━━ Provided records ━━
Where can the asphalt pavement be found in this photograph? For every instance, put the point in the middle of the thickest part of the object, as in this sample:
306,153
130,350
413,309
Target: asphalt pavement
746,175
━━━
**Given task:** Please copy the records above line for line, with no changes.

**Answer in full:**
Where can the asphalt pavement be found in this photograph? For every instance, put the point in the middle of the thickest part of the object, as in this sample:
306,153
130,350
413,309
Target: asphalt pavement
746,175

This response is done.